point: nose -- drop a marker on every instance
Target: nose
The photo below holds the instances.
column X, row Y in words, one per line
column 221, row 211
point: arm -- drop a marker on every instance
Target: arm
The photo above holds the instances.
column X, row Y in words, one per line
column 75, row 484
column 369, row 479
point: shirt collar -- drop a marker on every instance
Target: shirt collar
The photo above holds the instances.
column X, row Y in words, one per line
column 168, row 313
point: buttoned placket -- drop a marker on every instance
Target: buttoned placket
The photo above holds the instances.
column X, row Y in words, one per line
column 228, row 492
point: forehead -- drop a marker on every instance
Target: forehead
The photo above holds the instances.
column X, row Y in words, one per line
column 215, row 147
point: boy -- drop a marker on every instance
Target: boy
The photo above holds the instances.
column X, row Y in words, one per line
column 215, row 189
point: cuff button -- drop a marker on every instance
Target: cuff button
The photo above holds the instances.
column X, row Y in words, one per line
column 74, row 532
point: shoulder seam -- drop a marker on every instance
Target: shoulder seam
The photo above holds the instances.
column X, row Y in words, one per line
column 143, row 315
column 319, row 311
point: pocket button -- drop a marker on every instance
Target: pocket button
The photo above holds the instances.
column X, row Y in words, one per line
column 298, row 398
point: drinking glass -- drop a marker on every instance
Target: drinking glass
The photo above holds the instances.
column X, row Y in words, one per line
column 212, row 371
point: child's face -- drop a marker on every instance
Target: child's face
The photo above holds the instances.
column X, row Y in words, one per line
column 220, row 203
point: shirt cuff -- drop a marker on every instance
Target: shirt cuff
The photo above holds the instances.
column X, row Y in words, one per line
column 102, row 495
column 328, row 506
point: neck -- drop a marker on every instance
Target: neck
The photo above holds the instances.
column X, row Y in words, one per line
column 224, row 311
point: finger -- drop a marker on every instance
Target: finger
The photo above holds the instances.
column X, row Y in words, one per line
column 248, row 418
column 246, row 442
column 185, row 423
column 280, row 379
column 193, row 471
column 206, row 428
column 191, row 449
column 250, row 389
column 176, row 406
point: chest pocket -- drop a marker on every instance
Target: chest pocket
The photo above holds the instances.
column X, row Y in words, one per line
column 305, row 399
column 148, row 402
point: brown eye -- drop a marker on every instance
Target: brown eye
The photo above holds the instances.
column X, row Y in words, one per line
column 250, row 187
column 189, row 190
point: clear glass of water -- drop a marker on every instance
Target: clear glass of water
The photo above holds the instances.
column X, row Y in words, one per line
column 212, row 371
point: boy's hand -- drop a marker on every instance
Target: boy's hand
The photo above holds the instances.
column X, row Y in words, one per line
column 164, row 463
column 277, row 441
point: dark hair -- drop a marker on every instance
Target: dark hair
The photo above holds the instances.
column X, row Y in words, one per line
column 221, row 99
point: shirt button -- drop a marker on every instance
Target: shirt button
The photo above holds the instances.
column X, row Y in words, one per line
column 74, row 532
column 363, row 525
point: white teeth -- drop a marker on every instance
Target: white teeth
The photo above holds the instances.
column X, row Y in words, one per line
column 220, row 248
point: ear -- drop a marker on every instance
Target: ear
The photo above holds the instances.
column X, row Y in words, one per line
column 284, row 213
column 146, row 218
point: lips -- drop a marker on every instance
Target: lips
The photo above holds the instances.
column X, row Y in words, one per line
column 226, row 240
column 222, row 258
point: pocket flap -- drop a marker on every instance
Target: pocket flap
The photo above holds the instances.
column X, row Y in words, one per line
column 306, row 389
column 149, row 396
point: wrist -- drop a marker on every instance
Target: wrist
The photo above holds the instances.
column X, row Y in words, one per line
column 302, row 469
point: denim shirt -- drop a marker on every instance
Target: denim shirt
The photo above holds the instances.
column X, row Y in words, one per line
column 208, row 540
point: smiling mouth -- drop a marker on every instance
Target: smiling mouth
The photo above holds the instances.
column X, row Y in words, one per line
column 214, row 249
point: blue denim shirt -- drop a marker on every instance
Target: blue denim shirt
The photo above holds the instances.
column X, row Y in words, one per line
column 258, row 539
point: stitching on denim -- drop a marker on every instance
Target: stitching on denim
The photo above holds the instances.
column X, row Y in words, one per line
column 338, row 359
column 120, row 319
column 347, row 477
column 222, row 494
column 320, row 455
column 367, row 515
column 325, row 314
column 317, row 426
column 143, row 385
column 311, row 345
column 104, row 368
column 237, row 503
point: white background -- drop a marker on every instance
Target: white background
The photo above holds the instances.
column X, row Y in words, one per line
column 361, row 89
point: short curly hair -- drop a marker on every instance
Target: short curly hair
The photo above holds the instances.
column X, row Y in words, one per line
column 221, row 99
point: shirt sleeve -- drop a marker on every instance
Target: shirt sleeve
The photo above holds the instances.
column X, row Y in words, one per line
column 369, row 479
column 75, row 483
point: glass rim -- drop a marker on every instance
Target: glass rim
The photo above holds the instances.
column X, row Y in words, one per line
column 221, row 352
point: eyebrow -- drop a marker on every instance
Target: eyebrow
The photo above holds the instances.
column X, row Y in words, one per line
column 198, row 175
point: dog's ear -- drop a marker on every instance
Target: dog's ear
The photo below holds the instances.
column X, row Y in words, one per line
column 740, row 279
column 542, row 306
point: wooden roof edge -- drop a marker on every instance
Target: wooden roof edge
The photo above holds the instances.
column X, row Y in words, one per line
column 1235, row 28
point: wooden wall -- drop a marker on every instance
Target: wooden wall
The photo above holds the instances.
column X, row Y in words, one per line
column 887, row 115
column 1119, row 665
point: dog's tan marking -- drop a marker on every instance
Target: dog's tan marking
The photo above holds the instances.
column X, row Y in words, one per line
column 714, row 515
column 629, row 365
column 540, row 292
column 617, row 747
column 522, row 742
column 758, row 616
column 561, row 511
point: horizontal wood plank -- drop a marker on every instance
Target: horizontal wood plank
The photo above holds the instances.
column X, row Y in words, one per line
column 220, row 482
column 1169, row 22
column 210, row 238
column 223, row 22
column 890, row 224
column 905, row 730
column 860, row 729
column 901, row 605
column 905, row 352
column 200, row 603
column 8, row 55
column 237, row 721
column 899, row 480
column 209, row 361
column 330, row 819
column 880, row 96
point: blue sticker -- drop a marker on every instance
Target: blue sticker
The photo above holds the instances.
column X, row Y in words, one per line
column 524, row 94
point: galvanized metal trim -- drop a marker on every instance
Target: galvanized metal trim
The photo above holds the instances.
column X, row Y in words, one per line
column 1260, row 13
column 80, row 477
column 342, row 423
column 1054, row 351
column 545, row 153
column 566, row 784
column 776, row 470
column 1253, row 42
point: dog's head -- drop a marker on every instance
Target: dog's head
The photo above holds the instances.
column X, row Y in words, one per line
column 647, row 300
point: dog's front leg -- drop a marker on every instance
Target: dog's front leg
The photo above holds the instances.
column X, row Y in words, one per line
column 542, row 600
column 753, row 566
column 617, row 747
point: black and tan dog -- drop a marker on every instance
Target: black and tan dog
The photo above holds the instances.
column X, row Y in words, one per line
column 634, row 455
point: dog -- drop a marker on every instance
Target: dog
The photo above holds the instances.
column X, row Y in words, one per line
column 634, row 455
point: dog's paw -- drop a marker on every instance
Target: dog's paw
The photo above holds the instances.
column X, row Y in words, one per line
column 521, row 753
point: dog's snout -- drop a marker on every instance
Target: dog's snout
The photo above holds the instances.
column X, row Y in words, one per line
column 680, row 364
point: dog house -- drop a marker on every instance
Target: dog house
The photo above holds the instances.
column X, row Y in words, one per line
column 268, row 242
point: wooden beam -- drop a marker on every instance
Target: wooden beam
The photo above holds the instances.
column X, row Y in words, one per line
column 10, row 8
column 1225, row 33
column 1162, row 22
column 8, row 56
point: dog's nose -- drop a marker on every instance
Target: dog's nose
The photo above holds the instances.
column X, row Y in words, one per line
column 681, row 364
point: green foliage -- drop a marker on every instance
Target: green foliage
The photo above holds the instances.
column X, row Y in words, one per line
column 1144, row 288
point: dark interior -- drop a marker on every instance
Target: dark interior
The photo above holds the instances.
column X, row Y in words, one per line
------------------------------------
[Short problem]:
Copy out the lines of the records from the line with "point: boy's hand" up to and including the line with "column 149, row 396", keeping each line unchanged.

[Solution for this exercise]:
point: boy's hand -- drop a marker on every instance
Target: boy's hand
The photo above holds the instances.
column X, row Y in words, one per line
column 164, row 463
column 277, row 441
point: dark hair -- drop a marker on every instance
Target: dark hair
The photo above holds the instances.
column X, row Y in words, one per line
column 221, row 99
point: shirt button -- drop a marker on every instance
Target: shirt button
The photo above holds the instances.
column X, row Y in words, one per line
column 74, row 532
column 363, row 525
point: white teeth -- drop a marker on every instance
Target: white teeth
The photo above holds the instances.
column X, row Y in words, one per line
column 220, row 248
point: ear -- drop a marker on every instance
Target: ear
The photo above holds the instances.
column X, row Y in words, one per line
column 284, row 213
column 146, row 218
point: lips -- drop a marker on every instance
Target: lips
The photo above holds the instances.
column X, row Y in words, one per line
column 226, row 240
column 222, row 258
point: pocket flap -- drop a marker on every instance
Target: pocket flap
The photo above holds the instances.
column X, row Y in words, one per line
column 306, row 389
column 149, row 396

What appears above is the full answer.